» Records to process:
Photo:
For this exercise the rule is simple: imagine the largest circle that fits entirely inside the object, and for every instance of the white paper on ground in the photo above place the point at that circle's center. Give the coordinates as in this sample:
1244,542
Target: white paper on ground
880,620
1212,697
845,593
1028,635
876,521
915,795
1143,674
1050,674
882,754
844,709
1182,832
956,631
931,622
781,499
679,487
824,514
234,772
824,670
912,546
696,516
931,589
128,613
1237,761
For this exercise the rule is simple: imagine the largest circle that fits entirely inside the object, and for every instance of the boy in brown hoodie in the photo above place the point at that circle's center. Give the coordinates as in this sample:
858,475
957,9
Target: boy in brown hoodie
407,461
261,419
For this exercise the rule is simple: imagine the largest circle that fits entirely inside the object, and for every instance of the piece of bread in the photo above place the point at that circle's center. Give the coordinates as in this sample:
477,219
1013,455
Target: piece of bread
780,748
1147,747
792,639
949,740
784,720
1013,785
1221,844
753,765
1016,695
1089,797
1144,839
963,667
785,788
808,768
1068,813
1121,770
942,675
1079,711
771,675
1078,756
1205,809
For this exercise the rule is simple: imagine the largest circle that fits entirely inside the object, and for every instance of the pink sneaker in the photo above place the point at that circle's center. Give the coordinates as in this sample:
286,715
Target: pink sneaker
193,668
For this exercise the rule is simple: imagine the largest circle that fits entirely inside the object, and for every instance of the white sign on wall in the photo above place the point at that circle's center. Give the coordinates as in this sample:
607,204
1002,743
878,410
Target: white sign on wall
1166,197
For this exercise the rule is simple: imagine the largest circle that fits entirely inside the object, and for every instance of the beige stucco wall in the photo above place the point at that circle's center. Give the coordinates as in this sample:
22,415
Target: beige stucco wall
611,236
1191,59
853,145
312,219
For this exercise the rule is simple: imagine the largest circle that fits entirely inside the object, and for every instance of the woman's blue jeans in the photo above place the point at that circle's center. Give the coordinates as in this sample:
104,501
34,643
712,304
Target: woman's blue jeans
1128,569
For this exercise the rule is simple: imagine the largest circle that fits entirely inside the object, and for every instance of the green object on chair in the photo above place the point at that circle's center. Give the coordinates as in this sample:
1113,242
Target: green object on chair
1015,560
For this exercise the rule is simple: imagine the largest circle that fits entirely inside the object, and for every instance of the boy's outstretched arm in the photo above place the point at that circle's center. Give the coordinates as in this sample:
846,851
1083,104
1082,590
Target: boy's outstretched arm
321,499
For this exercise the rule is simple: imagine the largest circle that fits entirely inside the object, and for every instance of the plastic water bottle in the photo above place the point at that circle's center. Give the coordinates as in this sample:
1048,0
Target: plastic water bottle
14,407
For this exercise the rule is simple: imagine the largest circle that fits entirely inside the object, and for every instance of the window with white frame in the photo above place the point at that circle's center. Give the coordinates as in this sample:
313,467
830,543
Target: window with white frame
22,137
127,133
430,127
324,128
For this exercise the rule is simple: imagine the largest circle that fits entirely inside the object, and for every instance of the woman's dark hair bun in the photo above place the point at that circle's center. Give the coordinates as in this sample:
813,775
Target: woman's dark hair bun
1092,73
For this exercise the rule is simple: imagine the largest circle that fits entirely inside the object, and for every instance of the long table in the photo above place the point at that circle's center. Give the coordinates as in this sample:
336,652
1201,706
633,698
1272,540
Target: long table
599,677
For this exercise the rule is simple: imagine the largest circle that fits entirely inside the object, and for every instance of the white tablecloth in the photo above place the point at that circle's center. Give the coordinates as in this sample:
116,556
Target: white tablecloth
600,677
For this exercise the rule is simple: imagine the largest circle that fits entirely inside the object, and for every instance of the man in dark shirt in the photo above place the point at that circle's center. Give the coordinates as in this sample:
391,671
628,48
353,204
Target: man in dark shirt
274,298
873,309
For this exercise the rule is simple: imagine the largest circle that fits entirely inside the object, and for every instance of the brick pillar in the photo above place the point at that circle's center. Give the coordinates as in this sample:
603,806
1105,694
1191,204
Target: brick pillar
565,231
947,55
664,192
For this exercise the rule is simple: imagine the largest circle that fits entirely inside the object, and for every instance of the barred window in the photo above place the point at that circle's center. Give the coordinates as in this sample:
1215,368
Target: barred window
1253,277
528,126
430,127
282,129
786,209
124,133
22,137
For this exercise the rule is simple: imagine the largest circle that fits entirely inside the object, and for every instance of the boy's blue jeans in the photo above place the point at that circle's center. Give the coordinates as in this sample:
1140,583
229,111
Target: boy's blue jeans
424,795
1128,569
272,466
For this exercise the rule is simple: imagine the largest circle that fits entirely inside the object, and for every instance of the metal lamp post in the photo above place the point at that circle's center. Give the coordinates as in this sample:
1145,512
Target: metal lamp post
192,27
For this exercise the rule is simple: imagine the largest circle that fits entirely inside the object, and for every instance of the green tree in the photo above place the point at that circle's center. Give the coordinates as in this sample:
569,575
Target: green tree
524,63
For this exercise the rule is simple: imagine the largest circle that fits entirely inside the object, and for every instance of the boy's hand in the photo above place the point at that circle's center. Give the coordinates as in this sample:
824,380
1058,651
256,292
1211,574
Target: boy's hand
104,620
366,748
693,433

» The problem:
Only the lines from the one that contains "the green tree" to the end of the data should be output, exactly as they appear.

» Full output:
For this exercise the rule is simple: imagine the largest circle that fits entirely inside the object, and for every instance of the green tree in the photo above place the point at that circle's center. Give the coordinates as in this sample:
569,575
Target: green tree
524,63
For this exercise the rule is simple: imagine the largest circle that fits entirely inside the object, and for every instance of the boy's hand in the photo above place the point at that circle's center. Give the coordinates as in this sample:
824,380
1058,651
256,292
1211,574
Target: boy's hand
104,620
366,748
693,433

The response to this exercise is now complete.